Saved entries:
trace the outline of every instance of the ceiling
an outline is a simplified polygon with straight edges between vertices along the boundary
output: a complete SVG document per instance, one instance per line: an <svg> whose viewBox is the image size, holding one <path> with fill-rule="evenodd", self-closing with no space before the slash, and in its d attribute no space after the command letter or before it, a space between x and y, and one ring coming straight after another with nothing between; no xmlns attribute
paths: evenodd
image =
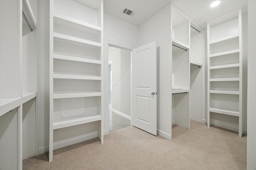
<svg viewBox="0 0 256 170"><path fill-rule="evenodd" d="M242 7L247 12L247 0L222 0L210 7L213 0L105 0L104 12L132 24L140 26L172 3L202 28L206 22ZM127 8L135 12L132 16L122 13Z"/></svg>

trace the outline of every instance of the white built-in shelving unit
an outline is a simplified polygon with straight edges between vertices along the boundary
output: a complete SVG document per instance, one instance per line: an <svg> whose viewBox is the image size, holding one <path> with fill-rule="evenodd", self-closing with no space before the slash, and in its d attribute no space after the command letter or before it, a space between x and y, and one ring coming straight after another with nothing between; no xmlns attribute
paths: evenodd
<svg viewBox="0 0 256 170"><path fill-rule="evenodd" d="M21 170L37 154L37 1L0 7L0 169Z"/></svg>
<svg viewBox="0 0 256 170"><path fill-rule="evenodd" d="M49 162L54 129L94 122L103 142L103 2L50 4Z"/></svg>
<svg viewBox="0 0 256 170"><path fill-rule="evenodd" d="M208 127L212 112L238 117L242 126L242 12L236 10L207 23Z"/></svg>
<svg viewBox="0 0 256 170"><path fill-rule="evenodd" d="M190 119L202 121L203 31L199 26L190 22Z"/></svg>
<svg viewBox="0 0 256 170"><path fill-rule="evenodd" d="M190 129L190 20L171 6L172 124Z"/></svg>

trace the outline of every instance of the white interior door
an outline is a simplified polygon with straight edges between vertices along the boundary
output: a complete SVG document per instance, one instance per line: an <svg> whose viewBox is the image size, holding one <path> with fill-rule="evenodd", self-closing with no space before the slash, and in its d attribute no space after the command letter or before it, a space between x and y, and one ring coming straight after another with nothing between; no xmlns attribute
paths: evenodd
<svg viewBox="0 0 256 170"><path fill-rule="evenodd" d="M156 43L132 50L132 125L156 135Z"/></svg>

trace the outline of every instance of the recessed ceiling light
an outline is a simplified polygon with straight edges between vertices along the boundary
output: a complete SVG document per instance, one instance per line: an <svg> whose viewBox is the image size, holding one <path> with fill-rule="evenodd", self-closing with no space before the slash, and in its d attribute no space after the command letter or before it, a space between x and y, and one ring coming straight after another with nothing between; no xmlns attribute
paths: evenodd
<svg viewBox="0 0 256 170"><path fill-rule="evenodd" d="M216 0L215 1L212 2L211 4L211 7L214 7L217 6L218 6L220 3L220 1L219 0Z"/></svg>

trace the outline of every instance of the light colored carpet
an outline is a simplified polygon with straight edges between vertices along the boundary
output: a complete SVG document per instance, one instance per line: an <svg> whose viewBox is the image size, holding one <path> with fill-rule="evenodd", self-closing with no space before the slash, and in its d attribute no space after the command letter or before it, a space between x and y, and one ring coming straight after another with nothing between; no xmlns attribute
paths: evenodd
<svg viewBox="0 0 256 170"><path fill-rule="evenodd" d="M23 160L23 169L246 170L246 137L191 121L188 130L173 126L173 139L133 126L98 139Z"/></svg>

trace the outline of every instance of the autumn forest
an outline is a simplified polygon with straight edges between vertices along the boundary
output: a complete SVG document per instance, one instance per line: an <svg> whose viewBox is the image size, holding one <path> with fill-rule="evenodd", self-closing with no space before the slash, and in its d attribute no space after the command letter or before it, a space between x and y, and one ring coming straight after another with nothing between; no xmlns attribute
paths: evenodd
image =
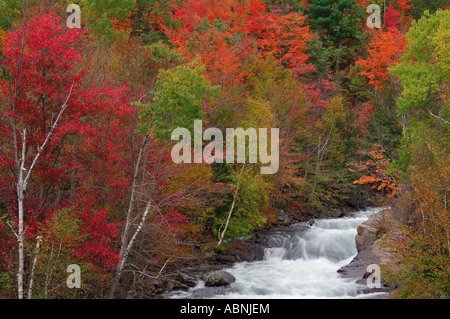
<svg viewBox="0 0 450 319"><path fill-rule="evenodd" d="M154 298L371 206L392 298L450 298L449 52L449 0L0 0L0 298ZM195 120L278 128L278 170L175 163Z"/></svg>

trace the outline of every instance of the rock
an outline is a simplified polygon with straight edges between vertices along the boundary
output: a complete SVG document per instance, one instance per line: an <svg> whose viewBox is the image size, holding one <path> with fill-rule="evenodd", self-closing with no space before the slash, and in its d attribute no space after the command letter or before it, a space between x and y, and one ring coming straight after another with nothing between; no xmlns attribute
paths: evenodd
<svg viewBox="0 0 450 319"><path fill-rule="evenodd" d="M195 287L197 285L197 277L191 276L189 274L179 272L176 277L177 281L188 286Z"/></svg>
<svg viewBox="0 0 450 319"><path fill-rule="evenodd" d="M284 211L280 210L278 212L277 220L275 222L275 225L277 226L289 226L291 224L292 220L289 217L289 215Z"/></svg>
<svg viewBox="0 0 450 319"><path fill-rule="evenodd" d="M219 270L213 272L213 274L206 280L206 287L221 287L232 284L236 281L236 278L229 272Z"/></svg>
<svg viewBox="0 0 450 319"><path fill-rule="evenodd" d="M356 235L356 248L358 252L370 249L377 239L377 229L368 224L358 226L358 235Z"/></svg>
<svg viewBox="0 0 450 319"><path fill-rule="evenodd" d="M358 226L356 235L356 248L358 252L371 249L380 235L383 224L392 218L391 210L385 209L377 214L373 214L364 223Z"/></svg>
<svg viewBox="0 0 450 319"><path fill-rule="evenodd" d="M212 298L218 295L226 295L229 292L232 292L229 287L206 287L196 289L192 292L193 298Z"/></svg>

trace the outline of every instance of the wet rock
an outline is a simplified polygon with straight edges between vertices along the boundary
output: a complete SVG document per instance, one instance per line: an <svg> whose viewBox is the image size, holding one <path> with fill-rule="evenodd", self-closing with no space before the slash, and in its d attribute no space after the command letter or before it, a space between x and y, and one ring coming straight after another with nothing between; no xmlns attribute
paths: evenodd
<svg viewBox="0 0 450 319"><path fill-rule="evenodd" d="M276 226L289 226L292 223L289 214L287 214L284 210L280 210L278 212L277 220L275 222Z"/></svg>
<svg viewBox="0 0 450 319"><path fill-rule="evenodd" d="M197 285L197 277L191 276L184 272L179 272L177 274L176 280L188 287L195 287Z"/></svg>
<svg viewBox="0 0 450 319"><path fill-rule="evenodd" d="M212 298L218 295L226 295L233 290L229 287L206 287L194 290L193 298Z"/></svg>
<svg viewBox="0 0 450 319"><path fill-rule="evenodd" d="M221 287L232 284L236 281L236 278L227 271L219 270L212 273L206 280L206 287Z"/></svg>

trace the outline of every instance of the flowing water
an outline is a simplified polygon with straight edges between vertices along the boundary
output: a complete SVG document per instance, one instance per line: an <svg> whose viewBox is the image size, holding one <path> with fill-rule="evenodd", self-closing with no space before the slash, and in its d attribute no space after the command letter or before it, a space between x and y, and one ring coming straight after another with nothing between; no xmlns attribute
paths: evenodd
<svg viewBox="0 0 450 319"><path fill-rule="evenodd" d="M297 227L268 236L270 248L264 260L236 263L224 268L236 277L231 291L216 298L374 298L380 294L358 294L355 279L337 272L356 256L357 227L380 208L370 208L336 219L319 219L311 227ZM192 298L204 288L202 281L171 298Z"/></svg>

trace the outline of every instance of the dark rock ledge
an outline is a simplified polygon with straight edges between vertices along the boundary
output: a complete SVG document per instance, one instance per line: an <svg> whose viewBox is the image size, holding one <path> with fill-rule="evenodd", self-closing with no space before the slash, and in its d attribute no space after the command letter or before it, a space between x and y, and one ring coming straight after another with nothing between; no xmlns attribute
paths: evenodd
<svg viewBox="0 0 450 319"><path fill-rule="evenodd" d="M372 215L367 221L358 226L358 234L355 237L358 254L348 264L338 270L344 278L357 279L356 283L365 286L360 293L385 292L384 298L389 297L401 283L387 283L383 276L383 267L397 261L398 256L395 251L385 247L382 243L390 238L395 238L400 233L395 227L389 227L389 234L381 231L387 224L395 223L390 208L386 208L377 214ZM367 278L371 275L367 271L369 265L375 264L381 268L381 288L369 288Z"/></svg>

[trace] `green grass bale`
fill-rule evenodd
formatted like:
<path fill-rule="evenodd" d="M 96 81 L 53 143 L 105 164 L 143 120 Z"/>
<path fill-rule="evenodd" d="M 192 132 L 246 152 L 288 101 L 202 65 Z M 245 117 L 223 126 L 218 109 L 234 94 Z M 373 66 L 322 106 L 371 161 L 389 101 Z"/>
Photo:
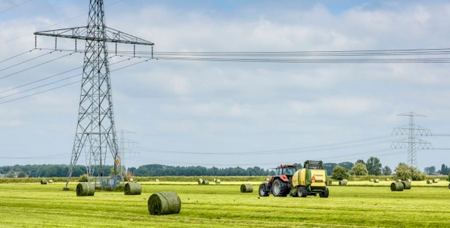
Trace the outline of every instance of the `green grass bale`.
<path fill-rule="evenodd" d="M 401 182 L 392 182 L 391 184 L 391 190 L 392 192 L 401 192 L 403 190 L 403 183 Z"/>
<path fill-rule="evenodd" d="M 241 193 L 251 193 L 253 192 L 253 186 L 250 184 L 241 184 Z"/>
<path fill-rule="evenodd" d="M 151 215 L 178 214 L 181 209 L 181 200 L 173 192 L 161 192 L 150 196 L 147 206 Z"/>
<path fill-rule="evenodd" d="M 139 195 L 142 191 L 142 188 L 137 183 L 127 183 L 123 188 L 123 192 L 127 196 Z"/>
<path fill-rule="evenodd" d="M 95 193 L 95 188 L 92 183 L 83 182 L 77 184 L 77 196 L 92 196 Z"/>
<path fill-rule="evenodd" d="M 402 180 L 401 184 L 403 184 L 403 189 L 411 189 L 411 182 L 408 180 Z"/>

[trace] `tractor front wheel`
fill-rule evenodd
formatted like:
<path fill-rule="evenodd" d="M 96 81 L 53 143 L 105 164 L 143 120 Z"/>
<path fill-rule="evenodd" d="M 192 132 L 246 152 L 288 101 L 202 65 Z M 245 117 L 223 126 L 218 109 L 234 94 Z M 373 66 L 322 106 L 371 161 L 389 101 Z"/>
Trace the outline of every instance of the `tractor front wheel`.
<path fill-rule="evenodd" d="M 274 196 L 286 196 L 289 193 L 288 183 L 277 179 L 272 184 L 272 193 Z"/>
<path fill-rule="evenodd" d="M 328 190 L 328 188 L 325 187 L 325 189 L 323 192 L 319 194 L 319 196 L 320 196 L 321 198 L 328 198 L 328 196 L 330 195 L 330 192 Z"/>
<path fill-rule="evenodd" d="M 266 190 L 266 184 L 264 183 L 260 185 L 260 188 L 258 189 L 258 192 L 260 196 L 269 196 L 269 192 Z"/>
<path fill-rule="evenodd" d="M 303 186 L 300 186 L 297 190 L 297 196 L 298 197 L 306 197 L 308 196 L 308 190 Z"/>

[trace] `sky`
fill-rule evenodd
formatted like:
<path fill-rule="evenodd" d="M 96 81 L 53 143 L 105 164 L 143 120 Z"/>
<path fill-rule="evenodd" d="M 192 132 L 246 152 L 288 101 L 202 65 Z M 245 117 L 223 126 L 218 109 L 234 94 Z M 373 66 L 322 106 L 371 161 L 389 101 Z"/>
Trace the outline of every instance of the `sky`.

**Task to carry out**
Reproduce verbatim the lines from the one containing "trace the outline of every instance of the white built-in" up to and including the one containing "162L54 129L94 122L103".

**Exercise solution**
trace the outline of every instance of the white built-in shelving unit
an outline is a simplified polygon with straight edges between vertices along the boundary
output: a complete SVG document per instance, one instance per line: an <svg> whose viewBox is the image size, holding one <path> with fill-rule="evenodd", self-closing with no space before the slash, and in its d attribute no space after the command letter or before it, a space between x and y, and one ring coming straight after another with nothing between; no xmlns attribute
paths: evenodd
<svg viewBox="0 0 256 170"><path fill-rule="evenodd" d="M21 170L37 154L37 1L0 7L0 169Z"/></svg>
<svg viewBox="0 0 256 170"><path fill-rule="evenodd" d="M49 162L54 129L94 122L103 142L103 2L50 4Z"/></svg>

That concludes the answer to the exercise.